» Work instruction
The answer must be every line from the entries below that contains "flower".

» Exercise materials
□ □ □

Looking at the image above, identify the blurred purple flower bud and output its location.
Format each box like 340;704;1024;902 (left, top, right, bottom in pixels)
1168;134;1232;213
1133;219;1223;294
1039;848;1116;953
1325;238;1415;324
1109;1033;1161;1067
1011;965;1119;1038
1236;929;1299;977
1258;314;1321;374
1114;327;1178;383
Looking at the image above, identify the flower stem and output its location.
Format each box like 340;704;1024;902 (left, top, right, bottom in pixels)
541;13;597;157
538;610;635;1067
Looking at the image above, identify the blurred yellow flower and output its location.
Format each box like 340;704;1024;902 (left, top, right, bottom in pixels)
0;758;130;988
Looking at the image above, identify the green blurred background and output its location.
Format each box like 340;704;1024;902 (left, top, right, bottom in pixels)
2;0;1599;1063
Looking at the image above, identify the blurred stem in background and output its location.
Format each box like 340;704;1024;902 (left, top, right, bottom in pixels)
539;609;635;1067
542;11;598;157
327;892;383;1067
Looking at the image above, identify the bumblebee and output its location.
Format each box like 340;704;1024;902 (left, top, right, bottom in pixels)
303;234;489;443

□ □ □

» Your response
Looking at the image above, identify the blurred purple flower bud and output its location.
Looking at the image above, identify the flower stem and output its location.
Looking at the image above, identify the blurred yellow flower and output its location.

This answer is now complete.